• _Task instructions_
Copy every line of the listing below without any change, and leave the pictures out of your copy.

• _Given entries_

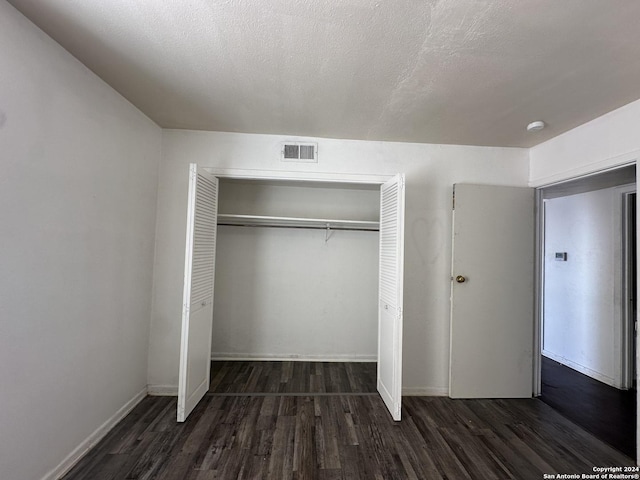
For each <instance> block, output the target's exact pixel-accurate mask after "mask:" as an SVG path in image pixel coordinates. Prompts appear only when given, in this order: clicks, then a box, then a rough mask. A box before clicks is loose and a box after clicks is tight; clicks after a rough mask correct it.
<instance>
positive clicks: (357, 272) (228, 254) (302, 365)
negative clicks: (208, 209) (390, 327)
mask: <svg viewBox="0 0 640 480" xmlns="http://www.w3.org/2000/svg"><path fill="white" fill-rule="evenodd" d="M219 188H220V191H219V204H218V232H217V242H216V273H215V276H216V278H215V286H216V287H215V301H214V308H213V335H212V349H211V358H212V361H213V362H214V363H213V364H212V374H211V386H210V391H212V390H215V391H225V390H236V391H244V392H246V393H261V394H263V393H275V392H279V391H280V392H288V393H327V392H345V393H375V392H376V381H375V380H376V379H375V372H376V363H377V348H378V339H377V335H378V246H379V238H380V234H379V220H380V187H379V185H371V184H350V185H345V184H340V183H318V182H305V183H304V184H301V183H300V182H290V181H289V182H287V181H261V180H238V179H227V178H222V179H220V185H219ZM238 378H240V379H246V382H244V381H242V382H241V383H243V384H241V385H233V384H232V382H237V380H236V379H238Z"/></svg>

• _Solution to this exercise_
For each <instance> block, output the target's exact pixel-accurate mask after "mask:" as an SVG path in image pixel coordinates. Prompts appear only when given, in this order: clicks, then a box, then a rough mask. A box before clicks is loose and a box after clicks is tight; clicks after a rough mask correct it.
<instance>
positive clicks: (357, 272) (228, 254) (302, 365)
negative clicks: (208, 209) (390, 327)
mask: <svg viewBox="0 0 640 480" xmlns="http://www.w3.org/2000/svg"><path fill="white" fill-rule="evenodd" d="M219 188H220V191H219V204H218V232H217V242H216V273H215V276H216V278H215V286H216V287H215V301H214V308H213V335H212V349H211V358H212V361H213V362H214V363H213V364H212V374H211V386H210V391H212V390H215V391H225V390H236V391H244V392H246V393H261V394H263V393H275V392H279V391H280V392H288V393H327V392H345V393H375V392H376V381H375V380H376V379H375V372H376V363H377V348H378V339H377V335H378V246H379V238H380V234H379V220H380V187H379V185H371V184H350V185H345V184H340V183H318V182H305V183H304V184H301V183H300V182H290V181H289V182H287V181H261V180H238V179H227V178H222V179H220V185H219ZM238 378H240V379H246V382H244V381H242V382H241V383H243V384H241V385H233V384H232V382H237V380H236V379H238Z"/></svg>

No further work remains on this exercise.